Pull out every line of the records below that contains the string "rock" and copy each one. Match case exactly.

**** PROVIDED DATA ****

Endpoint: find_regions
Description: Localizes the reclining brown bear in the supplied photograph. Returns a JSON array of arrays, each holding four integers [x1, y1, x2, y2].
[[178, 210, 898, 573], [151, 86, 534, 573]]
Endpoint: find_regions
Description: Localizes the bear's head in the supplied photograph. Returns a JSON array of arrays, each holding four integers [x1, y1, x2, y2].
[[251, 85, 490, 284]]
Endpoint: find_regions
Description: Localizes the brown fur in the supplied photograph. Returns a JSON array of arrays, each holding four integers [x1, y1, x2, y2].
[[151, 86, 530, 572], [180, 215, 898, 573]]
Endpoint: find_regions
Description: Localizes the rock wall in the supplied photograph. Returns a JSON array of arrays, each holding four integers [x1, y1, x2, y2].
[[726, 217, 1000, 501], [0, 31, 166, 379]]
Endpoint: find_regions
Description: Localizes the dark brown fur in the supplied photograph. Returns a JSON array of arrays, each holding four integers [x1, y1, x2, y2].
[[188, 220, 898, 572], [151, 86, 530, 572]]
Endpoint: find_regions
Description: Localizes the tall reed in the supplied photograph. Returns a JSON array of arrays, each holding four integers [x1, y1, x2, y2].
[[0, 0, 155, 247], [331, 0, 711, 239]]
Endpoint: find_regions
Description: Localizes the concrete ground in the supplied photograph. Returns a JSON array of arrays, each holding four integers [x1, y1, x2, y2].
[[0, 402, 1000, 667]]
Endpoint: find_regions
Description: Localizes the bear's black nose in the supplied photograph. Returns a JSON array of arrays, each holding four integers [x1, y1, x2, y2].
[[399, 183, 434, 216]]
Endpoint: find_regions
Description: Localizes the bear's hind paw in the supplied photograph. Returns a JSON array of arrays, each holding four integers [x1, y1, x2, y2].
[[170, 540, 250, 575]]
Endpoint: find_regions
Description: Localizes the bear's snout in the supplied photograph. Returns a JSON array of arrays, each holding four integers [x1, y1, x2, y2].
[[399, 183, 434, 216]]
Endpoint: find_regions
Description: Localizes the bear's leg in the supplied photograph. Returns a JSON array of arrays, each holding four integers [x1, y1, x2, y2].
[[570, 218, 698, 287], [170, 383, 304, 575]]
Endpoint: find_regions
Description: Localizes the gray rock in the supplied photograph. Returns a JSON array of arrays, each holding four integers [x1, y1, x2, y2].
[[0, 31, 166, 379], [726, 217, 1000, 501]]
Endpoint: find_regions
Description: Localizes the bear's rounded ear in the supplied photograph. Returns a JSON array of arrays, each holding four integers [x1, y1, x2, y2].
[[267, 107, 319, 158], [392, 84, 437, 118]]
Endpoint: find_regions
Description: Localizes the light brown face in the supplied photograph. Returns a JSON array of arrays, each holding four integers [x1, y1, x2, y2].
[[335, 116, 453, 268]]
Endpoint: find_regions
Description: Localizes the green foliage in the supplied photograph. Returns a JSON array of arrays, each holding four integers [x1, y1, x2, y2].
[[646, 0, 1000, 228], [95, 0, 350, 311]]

****
**** PROVIDED DATA ****

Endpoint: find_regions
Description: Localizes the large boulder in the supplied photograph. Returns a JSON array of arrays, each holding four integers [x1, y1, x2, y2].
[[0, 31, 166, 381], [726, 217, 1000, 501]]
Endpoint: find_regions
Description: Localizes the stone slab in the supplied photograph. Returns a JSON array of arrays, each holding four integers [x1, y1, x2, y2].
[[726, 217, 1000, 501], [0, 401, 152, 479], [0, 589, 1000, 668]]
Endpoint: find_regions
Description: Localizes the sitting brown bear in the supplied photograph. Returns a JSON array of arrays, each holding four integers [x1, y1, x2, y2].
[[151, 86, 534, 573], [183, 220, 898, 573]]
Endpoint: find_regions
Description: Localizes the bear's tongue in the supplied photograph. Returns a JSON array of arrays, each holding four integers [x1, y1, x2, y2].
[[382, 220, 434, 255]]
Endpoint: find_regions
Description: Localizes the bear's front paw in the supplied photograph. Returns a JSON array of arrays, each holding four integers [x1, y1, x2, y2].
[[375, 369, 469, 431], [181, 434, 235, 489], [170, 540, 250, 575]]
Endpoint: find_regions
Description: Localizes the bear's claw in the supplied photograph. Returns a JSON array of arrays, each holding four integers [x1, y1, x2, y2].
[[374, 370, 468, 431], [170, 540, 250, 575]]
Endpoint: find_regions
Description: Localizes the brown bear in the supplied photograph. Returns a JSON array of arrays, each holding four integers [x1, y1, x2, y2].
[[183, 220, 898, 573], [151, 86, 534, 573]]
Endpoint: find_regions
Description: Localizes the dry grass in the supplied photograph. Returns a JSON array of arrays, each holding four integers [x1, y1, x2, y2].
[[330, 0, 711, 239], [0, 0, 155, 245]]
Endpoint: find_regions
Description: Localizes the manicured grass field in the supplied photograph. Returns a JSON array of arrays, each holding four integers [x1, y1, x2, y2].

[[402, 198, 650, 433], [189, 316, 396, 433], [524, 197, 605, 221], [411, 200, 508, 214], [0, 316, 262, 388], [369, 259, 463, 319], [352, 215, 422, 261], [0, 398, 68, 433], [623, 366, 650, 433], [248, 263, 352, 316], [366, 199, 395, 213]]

****

### COMPLETE OUTPUT
Description: Localizes the rock wall in the supplied photograph. Returns a JSON array of arrays, each holding four integers [x1, y1, x2, y2].
Description: Localizes the gray rock in the supplied photograph. Returns a JSON array of arrays, each holding four integers [x1, y1, x2, y2].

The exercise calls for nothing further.